Passage:

----

07/14/2026 | Press release | Distributed by Public on 07/14/2026 09:21
For years, scientists talked about the problem. They swapped stories of failed projects, came up with explanations and hinted at it in published studies. Only this May did a team of microbiome researchers finally publish a paper asking the question directly:
Why is it so hard to find DNA in bird poop?
"There's all kinds of things you can do with feces, and mammalian feces work really well for these applications," said Kevin Kohl, associate professor in the Kenneth P. Dietrich School of Arts and Sciences' Department of Biology and lead author of the study. "But bird feces seem to have this mysterious problem."
And it is a problem. Scooping some poop and searching for DNA is perhaps the best way to glimpse the community of bacteria, fungi and other microorganisms that live within an animal's gut without disturbing it. That same fecal DNA can help identify what the animal has been eating, too.
As researchers discover new ways gut microbes influence their hosts - like how they can affect their host's diet and help animals adapt to climate change, both discoveries made in Kohl's lab - such forms of investigation are gaining more importance.

----

Given information:

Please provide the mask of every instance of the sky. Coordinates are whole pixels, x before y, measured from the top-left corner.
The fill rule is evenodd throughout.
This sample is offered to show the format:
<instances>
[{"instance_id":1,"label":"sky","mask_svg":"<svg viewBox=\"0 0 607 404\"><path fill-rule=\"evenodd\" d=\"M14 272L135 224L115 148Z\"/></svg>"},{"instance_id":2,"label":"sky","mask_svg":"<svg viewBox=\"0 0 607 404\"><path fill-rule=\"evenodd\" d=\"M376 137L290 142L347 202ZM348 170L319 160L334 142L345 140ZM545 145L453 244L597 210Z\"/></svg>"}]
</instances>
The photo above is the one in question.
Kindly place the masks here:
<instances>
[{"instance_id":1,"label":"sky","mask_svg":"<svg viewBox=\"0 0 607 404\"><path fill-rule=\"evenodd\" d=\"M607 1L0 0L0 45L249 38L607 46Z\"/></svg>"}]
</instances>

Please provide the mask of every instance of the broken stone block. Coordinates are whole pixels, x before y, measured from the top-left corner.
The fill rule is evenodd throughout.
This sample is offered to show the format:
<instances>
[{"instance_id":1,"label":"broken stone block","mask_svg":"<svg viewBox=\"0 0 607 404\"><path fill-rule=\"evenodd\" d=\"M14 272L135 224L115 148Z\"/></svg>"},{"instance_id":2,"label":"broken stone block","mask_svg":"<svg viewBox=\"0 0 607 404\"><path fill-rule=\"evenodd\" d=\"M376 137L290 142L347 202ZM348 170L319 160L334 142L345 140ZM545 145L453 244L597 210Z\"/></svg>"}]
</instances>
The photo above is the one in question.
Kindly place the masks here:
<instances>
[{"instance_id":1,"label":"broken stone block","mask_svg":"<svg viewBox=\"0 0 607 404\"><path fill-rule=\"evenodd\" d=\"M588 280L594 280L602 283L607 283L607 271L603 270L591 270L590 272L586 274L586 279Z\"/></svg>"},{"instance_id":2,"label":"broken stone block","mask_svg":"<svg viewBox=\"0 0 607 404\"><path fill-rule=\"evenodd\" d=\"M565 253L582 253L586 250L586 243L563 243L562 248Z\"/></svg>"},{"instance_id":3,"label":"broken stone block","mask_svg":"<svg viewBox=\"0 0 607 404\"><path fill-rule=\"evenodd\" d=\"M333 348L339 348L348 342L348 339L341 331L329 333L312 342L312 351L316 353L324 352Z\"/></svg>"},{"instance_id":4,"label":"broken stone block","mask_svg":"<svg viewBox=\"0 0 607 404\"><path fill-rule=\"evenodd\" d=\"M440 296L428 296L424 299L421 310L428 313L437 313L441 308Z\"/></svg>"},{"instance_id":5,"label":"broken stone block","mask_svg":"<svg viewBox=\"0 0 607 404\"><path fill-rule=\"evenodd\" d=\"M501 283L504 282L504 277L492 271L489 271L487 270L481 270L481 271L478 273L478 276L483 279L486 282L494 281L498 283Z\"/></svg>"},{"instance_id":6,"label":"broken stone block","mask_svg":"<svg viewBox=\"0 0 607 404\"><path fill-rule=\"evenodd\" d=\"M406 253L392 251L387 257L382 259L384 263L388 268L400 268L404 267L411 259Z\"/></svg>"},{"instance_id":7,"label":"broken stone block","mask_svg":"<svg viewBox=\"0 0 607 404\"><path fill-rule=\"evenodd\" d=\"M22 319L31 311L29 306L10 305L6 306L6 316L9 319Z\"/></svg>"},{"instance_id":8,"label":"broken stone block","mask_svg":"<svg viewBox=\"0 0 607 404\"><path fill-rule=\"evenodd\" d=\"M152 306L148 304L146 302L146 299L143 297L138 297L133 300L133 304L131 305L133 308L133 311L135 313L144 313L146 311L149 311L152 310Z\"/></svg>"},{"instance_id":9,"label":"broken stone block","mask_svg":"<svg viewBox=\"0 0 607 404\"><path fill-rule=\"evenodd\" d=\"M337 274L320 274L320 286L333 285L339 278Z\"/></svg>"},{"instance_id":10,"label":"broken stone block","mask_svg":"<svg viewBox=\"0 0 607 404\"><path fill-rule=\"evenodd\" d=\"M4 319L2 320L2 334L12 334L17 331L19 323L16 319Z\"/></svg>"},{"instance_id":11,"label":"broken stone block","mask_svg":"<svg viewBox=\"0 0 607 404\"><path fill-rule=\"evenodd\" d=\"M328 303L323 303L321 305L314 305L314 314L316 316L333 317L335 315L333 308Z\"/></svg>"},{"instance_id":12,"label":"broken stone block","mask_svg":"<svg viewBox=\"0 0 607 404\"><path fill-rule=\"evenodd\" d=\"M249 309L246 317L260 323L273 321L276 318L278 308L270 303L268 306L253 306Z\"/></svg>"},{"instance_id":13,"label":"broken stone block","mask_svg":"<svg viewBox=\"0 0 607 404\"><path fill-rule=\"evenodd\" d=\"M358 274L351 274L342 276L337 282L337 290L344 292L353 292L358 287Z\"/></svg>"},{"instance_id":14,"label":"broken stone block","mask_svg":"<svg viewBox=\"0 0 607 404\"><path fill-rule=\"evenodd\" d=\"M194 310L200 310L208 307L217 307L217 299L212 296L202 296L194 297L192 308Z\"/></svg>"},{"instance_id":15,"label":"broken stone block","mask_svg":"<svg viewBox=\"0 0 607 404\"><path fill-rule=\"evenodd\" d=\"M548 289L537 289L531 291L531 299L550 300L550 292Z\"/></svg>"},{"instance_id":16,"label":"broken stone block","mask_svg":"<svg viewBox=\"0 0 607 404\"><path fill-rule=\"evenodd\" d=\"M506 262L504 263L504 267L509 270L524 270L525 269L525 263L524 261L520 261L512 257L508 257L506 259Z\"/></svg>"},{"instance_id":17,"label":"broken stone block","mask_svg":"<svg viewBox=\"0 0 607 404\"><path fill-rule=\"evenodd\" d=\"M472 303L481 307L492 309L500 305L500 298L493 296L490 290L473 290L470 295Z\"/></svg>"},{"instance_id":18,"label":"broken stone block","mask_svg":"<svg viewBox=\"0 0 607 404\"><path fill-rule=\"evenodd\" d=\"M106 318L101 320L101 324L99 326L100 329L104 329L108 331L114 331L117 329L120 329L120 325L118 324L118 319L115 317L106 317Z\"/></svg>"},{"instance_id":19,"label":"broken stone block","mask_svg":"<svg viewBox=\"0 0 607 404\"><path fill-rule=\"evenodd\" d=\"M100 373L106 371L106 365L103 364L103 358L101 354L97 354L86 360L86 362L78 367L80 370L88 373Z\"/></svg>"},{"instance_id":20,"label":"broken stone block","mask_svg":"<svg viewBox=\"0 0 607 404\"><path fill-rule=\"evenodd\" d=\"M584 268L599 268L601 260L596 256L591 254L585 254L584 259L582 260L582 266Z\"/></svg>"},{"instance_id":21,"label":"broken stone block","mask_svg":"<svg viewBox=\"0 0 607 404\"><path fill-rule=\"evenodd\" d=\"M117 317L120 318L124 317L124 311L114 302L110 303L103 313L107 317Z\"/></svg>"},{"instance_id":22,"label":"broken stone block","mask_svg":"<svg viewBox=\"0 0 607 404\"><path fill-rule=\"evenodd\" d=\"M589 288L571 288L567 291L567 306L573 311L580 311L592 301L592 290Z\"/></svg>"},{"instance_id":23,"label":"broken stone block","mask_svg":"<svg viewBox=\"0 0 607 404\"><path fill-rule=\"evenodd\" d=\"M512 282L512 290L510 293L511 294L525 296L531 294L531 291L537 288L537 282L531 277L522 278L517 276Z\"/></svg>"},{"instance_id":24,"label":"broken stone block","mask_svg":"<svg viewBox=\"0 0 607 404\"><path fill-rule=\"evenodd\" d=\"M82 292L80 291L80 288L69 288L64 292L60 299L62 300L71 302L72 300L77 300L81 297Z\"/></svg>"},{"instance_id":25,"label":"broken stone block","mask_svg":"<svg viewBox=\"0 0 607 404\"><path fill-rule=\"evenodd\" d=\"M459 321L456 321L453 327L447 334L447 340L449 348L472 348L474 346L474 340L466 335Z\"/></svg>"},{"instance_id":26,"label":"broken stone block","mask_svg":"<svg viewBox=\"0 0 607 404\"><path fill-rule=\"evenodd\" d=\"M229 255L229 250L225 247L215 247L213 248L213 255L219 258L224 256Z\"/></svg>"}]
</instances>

----

What to do:
(1) According to the press release on bird feces, what position does Kevin Kohl hold?
(2) Extend the press release on bird feces, picking up right after its last sentence.
The records have no part in this.

Answer list:
(1) He is an associate professor in the Department of Biology of the Kenneth P. Dietrich School of Arts and Sciences.

(2)
"Poop is amazing," Kohl said. "Feces are this instant readout of the gut microbiome, and more and more, we're realizing that these microbial communities play really large roles for the health and physiology of animals."
Standard procedure for microbiome researchers is to freeze a feces sample, shake it together with granite beads and chemicals that break up cells, and extract and sequence the DNA. Do that with, say, human stool, and the community of microbes you'll identify will be a fairly accurate representation of what's present in that person's gut.
But time and time again, when researchers take the same steps with bird droppings, they come up with sparse, inconsistent results - if they get any results at all. It got to the point where Kohl convened a series of discussions on the issue in 2019 and a symposium in 2021. While many of the experts gathered agreed it was a problem, one that had caused many of them to abandon projects or find alternative methods, they didn't come up with a clear plan of action. Years later, with the publication of their paper in the journal Animal Microbiome, the problem remains.
"We're still asking the same question that we were then," said Kohl. "No one has really made any headway on improving things or even on what the cause has been."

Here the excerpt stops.